— BEGIN SOURCE EXCERPT —

I think the park is so peaceful because a lot of Chinese tourists take a pass on it. Most of the Chinese visitors to Lijiang are there for only a very brief stay, and they are trying to cram too many activities into a short period of time. In the Old Town of Lijiang, they mostly visit the famous water wheel near the north gate, walk down a couple of the shopping streets and maybe visit Mufu Palace, before catching a tour bus to the Jade Dragon Snow Mountain. Or maybe they just think that natural scenery is free and they shouldn’t have to pay for a ticket.
Whatever the case, their loss is your gain because one of the most beautiful places in Lijiang is also one of the least crowded and most relaxing. I swear, the air even smells cleaner.
Where is the Entrance to Lion Hill Park
Unfortunately, I won’t be providing Google Maps links like I usually do because Google Maps has almost none of the roads in the Lijiang Old Town. Your best bet is to download Baidu Map. It’s terrible at giving directions, but it can tell you where you are and which way you are headed. It also has every little street and alley, so you can use it in conjunction with these directions. Use 狮子山万古楼景区 as your destination in the search bar.

— END SOURCE EXCERPT —
— BEGIN RECORDS SUPPLIED —

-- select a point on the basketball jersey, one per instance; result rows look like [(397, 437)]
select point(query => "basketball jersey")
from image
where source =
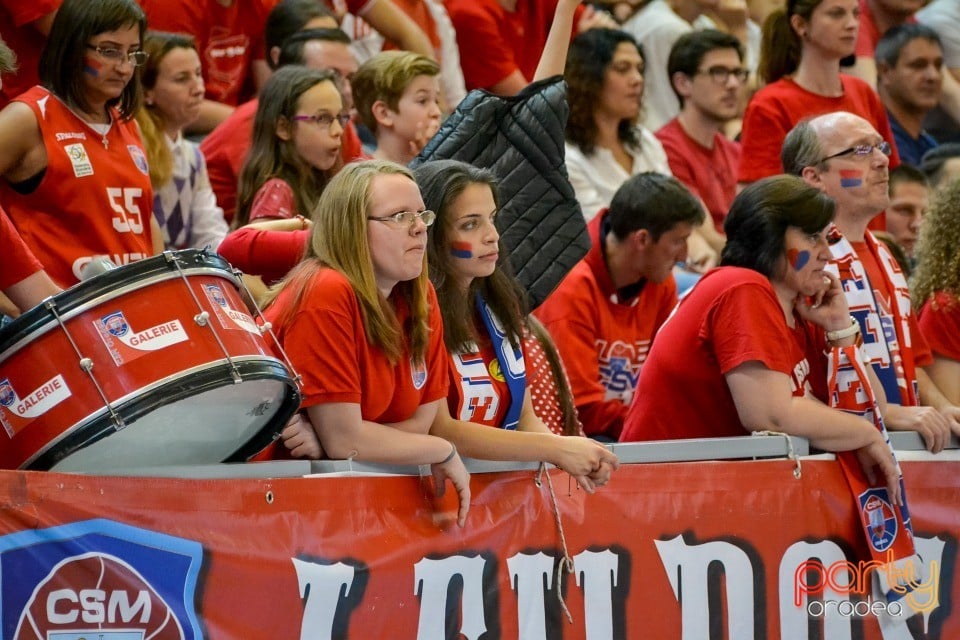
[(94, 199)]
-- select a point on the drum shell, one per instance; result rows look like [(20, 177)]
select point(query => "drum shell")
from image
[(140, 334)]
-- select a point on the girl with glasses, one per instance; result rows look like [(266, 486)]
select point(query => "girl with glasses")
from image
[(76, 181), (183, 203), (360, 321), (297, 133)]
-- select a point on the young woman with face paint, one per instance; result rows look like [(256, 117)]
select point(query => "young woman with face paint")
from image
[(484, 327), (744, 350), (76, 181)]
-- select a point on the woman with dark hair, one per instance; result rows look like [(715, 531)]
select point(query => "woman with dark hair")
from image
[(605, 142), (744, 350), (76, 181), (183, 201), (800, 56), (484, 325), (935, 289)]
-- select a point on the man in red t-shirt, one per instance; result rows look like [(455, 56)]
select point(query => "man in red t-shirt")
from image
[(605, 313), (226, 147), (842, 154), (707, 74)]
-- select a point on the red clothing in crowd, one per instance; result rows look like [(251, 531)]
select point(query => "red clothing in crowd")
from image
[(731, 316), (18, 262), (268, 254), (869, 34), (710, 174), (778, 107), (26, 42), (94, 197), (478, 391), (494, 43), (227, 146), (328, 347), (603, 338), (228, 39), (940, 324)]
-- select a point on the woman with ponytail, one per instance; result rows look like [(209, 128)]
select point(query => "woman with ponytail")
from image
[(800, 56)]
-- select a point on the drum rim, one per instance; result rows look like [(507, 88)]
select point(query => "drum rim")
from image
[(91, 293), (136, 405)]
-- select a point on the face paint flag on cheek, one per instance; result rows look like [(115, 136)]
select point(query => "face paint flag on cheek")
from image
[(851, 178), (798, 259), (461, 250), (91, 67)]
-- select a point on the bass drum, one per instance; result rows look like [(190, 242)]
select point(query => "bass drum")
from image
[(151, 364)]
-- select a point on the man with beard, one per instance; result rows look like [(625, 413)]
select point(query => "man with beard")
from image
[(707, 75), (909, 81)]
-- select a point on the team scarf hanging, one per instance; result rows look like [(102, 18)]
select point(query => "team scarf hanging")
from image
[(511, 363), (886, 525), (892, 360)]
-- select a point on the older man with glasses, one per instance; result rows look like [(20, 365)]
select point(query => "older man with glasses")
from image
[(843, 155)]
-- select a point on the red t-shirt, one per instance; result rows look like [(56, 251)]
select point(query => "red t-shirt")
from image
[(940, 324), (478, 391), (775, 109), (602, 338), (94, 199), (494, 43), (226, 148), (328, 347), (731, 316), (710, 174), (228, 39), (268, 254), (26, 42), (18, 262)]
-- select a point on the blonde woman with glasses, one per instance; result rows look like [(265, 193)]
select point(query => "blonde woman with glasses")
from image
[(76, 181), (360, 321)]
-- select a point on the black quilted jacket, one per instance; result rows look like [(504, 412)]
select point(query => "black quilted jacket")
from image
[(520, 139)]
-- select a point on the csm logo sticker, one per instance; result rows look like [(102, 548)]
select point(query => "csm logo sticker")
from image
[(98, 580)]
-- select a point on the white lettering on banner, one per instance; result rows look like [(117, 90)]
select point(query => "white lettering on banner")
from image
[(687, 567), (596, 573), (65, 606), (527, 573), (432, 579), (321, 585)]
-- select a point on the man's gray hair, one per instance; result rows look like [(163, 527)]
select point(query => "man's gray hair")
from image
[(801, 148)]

— END RECORDS SUPPLIED —

▶ **REQUIREMENTS**
Quote the Lion Hill Park text word for word, beginning at "Whatever the case, their" and stopping after "even smells cleaner.". Work only from the text on Lion Hill Park in Lijiang.

▶ **EXPECTED OUTPUT**
Whatever the case, their loss is your gain because one of the most beautiful places in Lijiang is also one of the least crowded and most relaxing. I swear, the air even smells cleaner.